(Stored data entries)
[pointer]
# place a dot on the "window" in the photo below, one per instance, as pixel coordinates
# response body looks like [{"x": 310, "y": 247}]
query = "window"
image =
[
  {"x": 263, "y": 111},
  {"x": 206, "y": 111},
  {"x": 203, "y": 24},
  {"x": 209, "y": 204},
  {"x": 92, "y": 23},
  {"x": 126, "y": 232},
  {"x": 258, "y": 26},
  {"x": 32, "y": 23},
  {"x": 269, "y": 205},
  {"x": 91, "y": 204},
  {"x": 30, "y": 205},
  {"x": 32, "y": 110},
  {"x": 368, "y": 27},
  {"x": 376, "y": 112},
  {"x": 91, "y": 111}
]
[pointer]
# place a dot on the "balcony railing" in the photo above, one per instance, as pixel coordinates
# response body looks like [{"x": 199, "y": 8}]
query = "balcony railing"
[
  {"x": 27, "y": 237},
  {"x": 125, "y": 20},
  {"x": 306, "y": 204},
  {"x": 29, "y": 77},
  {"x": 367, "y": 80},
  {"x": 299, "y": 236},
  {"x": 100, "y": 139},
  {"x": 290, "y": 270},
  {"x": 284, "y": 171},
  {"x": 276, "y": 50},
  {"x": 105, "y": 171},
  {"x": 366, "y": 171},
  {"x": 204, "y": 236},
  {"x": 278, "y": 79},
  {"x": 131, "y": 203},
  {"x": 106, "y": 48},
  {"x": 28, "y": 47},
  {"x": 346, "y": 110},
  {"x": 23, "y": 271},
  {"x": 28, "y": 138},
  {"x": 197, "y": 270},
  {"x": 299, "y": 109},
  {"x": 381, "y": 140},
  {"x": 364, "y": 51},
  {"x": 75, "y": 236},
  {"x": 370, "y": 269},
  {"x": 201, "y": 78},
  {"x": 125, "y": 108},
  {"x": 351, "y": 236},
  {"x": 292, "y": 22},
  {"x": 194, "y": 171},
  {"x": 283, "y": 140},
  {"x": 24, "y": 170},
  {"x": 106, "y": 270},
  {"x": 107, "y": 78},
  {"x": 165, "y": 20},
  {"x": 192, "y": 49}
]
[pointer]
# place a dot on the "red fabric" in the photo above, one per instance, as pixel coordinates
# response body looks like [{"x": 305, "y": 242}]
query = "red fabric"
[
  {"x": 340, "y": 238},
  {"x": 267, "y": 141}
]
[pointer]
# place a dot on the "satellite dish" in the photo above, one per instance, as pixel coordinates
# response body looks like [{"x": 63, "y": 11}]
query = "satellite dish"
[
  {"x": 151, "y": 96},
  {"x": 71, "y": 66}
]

* [Job]: Using the listing above, retype each line exactly.

* [Answer to the problem]:
[pointer]
# place a dot on the "window" in the photo below, one per instance, as pixel coordinates
# response body looks like [{"x": 310, "y": 247}]
query = "window"
image =
[
  {"x": 263, "y": 111},
  {"x": 206, "y": 111},
  {"x": 203, "y": 24},
  {"x": 209, "y": 204},
  {"x": 92, "y": 23},
  {"x": 126, "y": 232},
  {"x": 258, "y": 26},
  {"x": 32, "y": 23},
  {"x": 269, "y": 205},
  {"x": 91, "y": 204},
  {"x": 30, "y": 205},
  {"x": 32, "y": 110},
  {"x": 368, "y": 27},
  {"x": 376, "y": 112},
  {"x": 91, "y": 111}
]
[pointer]
# place a dot on the "balcony railing" in the photo above, one per instance, as pixel coordinates
# response body looks like [{"x": 199, "y": 8}]
query = "balcony railing"
[
  {"x": 27, "y": 237},
  {"x": 125, "y": 20},
  {"x": 306, "y": 204},
  {"x": 29, "y": 77},
  {"x": 367, "y": 80},
  {"x": 299, "y": 236},
  {"x": 100, "y": 139},
  {"x": 290, "y": 270},
  {"x": 284, "y": 171},
  {"x": 276, "y": 50},
  {"x": 105, "y": 171},
  {"x": 366, "y": 171},
  {"x": 204, "y": 236},
  {"x": 278, "y": 79},
  {"x": 131, "y": 203},
  {"x": 106, "y": 48},
  {"x": 28, "y": 47},
  {"x": 346, "y": 110},
  {"x": 23, "y": 271},
  {"x": 28, "y": 138},
  {"x": 197, "y": 270},
  {"x": 299, "y": 109},
  {"x": 381, "y": 140},
  {"x": 364, "y": 51},
  {"x": 75, "y": 236},
  {"x": 370, "y": 269},
  {"x": 201, "y": 78},
  {"x": 125, "y": 108},
  {"x": 351, "y": 236},
  {"x": 292, "y": 22},
  {"x": 194, "y": 171},
  {"x": 283, "y": 140},
  {"x": 24, "y": 170},
  {"x": 106, "y": 270},
  {"x": 107, "y": 78},
  {"x": 165, "y": 20},
  {"x": 192, "y": 49}
]
[pointer]
# place a dot on the "red fabric" in the photo above, one per instance, as pixel coordinates
# response body looks like [{"x": 305, "y": 242}]
query = "red fabric"
[
  {"x": 340, "y": 238},
  {"x": 267, "y": 141}
]
[pointer]
# place a dot on the "satellite dish" in the photo above, one per instance, as pixel coordinates
# response body looks like [{"x": 63, "y": 11}]
query = "satellite dish"
[
  {"x": 151, "y": 96},
  {"x": 71, "y": 66}
]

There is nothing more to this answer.